§ YOUR ASSIGNMENT
Scan the material for the word "outline", and copy each line where it shows up.

§ DATA EXTRACT
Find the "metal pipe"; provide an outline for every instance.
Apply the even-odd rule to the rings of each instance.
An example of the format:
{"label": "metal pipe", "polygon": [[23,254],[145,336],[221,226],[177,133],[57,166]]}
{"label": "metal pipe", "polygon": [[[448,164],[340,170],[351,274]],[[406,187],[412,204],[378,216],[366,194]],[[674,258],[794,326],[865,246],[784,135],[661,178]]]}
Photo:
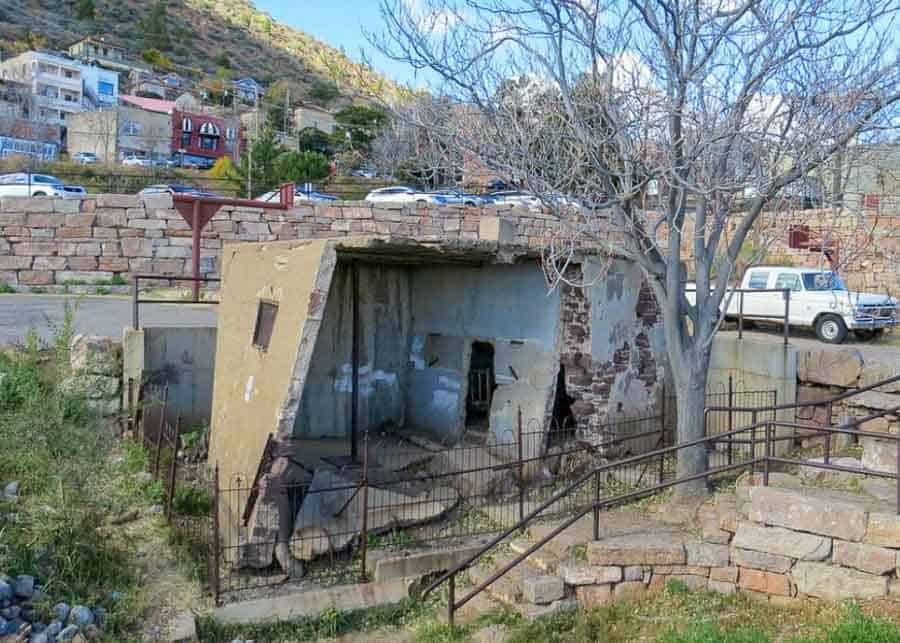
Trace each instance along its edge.
{"label": "metal pipe", "polygon": [[[734,406],[734,377],[731,373],[728,374],[728,430],[731,431],[734,428],[734,411],[731,410],[731,407]],[[734,439],[728,440],[728,464],[734,462]]]}
{"label": "metal pipe", "polygon": [[191,285],[192,300],[200,301],[200,201],[194,201],[191,214],[191,272],[194,275],[194,283]]}
{"label": "metal pipe", "polygon": [[131,291],[131,327],[135,330],[138,330],[141,326],[140,321],[140,313],[138,311],[138,307],[140,306],[139,296],[139,283],[141,278],[138,275],[134,276],[134,288]]}
{"label": "metal pipe", "polygon": [[166,492],[166,521],[172,522],[172,501],[175,498],[175,476],[178,467],[178,440],[181,437],[181,415],[175,420],[175,439],[172,441],[172,462],[169,465],[169,486]]}
{"label": "metal pipe", "polygon": [[350,459],[357,460],[357,432],[359,431],[359,267],[356,262],[350,264],[350,291],[353,308],[353,337],[350,363],[353,368],[350,389]]}
{"label": "metal pipe", "polygon": [[766,424],[766,450],[765,450],[766,459],[763,462],[763,486],[764,487],[769,486],[769,459],[772,457],[772,452],[770,450],[771,442],[769,442],[769,439],[771,438],[771,433],[770,433],[771,429],[772,429],[772,424],[771,423]]}
{"label": "metal pipe", "polygon": [[456,574],[450,577],[450,587],[447,589],[447,623],[452,630],[453,613],[456,611]]}
{"label": "metal pipe", "polygon": [[738,293],[738,339],[744,338],[744,291]]}
{"label": "metal pipe", "polygon": [[219,584],[219,462],[216,461],[216,468],[213,472],[213,524],[212,524],[212,593],[213,601],[216,605],[221,599],[221,590]]}
{"label": "metal pipe", "polygon": [[791,335],[791,289],[786,288],[784,291],[784,345],[788,345]]}
{"label": "metal pipe", "polygon": [[[662,456],[660,456],[662,457]],[[600,472],[594,474],[594,540],[600,540]]]}

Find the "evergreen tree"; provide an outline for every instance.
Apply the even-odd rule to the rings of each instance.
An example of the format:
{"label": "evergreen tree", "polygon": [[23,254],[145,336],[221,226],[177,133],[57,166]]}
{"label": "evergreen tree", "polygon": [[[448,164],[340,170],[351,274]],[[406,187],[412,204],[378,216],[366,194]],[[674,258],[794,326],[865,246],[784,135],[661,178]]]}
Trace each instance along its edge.
{"label": "evergreen tree", "polygon": [[321,181],[331,167],[319,152],[283,152],[275,159],[274,170],[278,183],[292,181],[302,186],[308,181]]}
{"label": "evergreen tree", "polygon": [[248,195],[248,198],[274,190],[281,183],[275,161],[282,152],[284,150],[275,140],[275,133],[264,127],[259,138],[250,146],[250,151],[241,156],[241,163],[237,167],[242,188],[246,188],[247,177],[250,177],[253,194]]}

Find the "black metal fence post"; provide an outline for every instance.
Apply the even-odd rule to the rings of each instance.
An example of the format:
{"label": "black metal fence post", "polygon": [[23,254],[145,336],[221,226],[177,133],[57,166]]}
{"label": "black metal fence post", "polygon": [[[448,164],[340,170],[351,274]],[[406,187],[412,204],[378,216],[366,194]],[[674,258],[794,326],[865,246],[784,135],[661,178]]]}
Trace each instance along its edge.
{"label": "black metal fence post", "polygon": [[784,345],[788,345],[788,340],[791,336],[791,290],[790,288],[785,289],[784,291]]}
{"label": "black metal fence post", "polygon": [[738,293],[738,339],[744,338],[744,291]]}
{"label": "black metal fence post", "polygon": [[763,486],[769,486],[769,458],[772,457],[771,445],[772,445],[772,423],[766,423],[766,449],[765,449],[765,460],[763,462]]}
{"label": "black metal fence post", "polygon": [[519,449],[519,520],[525,517],[525,460],[522,445],[522,407],[516,413],[516,443]]}
{"label": "black metal fence post", "polygon": [[135,330],[138,330],[141,326],[140,319],[140,300],[138,299],[140,294],[140,284],[141,278],[137,275],[134,276],[134,287],[131,290],[131,327]]}
{"label": "black metal fence post", "polygon": [[828,406],[825,408],[827,409],[825,413],[825,426],[828,427],[828,430],[825,431],[825,455],[823,461],[825,464],[829,464],[831,461],[831,402],[829,402]]}
{"label": "black metal fence post", "polygon": [[362,532],[360,534],[360,578],[365,582],[366,557],[369,545],[369,431],[363,433],[363,468],[362,468]]}
{"label": "black metal fence post", "polygon": [[219,578],[219,462],[213,472],[213,508],[212,508],[212,564],[210,569],[210,582],[215,604],[219,604],[221,584]]}
{"label": "black metal fence post", "polygon": [[454,627],[454,611],[456,611],[456,574],[450,576],[450,585],[447,588],[447,623],[450,625],[451,630]]}
{"label": "black metal fence post", "polygon": [[600,540],[600,472],[594,474],[594,540]]}
{"label": "black metal fence post", "polygon": [[728,464],[734,464],[734,376],[728,374]]}

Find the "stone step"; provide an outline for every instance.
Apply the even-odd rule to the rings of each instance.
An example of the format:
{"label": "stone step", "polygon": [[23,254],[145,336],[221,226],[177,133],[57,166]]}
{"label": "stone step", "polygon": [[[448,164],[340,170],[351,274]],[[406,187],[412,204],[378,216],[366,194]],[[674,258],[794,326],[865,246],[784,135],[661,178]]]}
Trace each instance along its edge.
{"label": "stone step", "polygon": [[[513,559],[510,554],[500,554],[487,564],[474,565],[469,568],[469,580],[473,585],[480,585],[495,571],[509,563]],[[491,583],[485,590],[492,598],[502,601],[507,605],[516,605],[522,599],[522,577],[527,563],[522,563],[512,568],[506,574]]]}
{"label": "stone step", "polygon": [[[517,538],[509,543],[509,548],[516,554],[524,554],[532,545],[534,545],[534,543],[527,538]],[[549,543],[547,543],[547,545],[549,545]],[[550,551],[547,548],[547,545],[544,545],[536,552],[532,553],[525,560],[531,566],[550,574],[556,571],[556,566],[559,564],[559,556]]]}

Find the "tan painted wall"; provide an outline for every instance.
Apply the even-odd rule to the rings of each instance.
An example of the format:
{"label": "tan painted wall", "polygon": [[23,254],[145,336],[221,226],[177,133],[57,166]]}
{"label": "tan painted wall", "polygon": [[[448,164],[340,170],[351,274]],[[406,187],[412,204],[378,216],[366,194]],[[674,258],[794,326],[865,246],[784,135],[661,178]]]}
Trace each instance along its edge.
{"label": "tan painted wall", "polygon": [[[304,347],[307,313],[319,308],[310,300],[323,256],[333,252],[327,245],[325,240],[286,241],[228,245],[223,251],[209,453],[210,463],[219,464],[223,488],[253,482],[266,436],[277,430]],[[327,265],[326,270],[333,268],[333,262]],[[260,300],[278,303],[267,352],[252,345]],[[223,496],[222,517],[234,524],[243,506],[228,506],[229,495]]]}

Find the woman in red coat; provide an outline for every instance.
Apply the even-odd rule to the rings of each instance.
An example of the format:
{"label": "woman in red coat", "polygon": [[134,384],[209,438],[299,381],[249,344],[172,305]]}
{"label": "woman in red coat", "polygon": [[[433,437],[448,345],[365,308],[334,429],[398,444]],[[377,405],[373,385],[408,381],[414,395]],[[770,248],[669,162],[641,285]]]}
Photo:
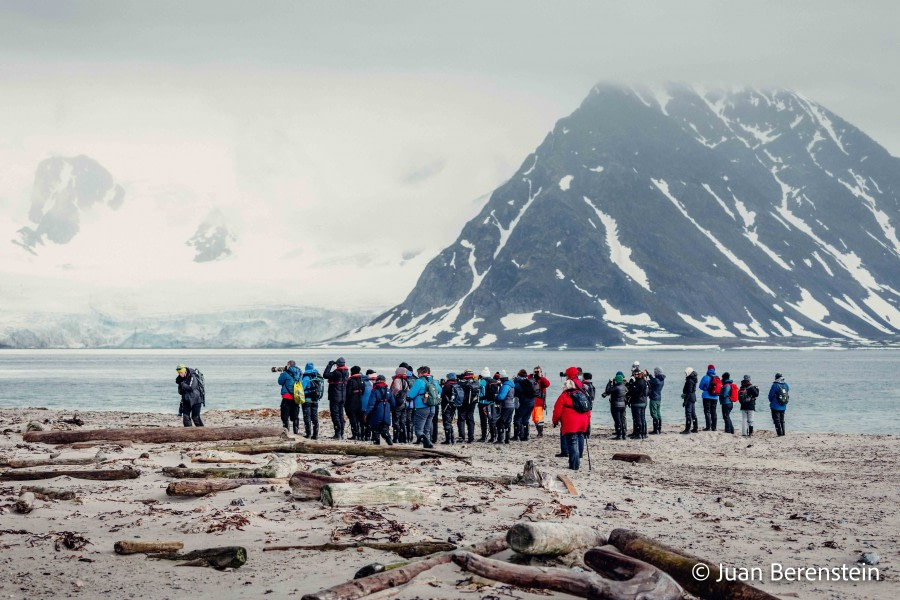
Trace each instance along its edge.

§ EXPECTED ANSWER
Find the "metal pipe"; provide an outline for every instance.
Find the "evergreen tree"; provide an outline for every instance.
Find the "black metal fence post"; provide an outline for every instance.
Find the "stone step"; provide an outline for every instance.
Find the "tan painted wall"; provide an outline for every instance.
Find the woman in red coat; provide an outline for every instance.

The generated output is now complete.